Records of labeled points
***

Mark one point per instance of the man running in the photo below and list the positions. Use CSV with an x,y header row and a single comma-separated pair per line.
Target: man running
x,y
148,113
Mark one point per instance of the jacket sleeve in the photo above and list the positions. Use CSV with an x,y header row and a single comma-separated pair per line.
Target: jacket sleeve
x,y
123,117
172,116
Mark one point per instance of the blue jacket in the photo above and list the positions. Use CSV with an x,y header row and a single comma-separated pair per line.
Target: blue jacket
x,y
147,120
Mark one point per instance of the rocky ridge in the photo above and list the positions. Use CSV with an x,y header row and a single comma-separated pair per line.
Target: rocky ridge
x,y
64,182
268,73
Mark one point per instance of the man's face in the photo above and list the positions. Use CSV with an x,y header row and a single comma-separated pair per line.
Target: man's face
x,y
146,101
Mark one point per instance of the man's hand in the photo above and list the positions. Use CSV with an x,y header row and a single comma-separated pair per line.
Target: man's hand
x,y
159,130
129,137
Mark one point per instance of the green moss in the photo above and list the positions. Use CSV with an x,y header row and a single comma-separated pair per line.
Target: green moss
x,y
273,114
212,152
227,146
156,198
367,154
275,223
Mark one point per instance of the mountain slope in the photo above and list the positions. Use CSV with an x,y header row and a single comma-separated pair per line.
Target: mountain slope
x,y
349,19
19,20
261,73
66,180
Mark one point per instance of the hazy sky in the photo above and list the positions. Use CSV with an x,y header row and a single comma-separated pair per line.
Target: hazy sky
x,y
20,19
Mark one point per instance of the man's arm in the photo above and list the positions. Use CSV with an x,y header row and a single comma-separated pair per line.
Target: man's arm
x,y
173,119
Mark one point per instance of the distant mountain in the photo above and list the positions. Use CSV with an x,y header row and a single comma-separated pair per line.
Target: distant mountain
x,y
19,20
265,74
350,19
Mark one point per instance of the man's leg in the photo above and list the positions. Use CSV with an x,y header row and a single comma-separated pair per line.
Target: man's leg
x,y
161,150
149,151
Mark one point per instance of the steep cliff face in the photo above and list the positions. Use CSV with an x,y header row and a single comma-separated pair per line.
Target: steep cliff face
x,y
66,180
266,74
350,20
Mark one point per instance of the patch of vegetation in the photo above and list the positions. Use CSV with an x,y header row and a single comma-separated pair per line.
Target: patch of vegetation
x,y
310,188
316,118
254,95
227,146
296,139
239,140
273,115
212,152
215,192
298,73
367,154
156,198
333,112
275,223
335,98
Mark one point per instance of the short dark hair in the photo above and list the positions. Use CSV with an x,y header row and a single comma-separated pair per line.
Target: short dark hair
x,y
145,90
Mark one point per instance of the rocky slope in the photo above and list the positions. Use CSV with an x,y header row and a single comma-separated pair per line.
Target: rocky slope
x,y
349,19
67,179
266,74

***

● **Short exercise**: Repeat word for word every line from the one that holds "Mark one point per instance of the distant" to the end. Both ends count.

● **Response to the task**:
Mark one point per instance of the distant mountain in the photo above and list the positions. Use CSV with an x,y header row and a single comma-separated pair per line.
Target: distant mountain
x,y
19,20
265,74
350,19
Mark one point per instance of the man's leg in the photo above and list the positions. Use CSV with an x,y header row and a single comma-separated pair per line.
Target: man's leg
x,y
161,150
149,151
Mark one point per instance of the steep cliff face in the photo above and list the positions. Use CSV with an x,y header row and a single comma-separated pair per line.
Target: steep cliff face
x,y
66,180
266,74
350,20
Mark one point per instance of the patch of vegetation in the photo above and list the positions. Use CSV with an x,y header row and a single comma-separated pair per line.
Target: patch of vegetation
x,y
310,188
316,118
254,95
227,146
296,139
239,140
273,115
212,152
215,192
298,73
367,154
156,198
333,112
275,223
335,98
Mark one point per instance of the short dark hair in the photo above and list the positions. Use CSV with an x,y header row and a single comma-separated pair per line.
Target: short dark hair
x,y
145,90
Mark one point per instance of the rocky slope in the photo above and list the positions. Use CSV with an x,y header row and a single comma-separated pair per line.
Target: rocky slope
x,y
349,19
67,179
266,74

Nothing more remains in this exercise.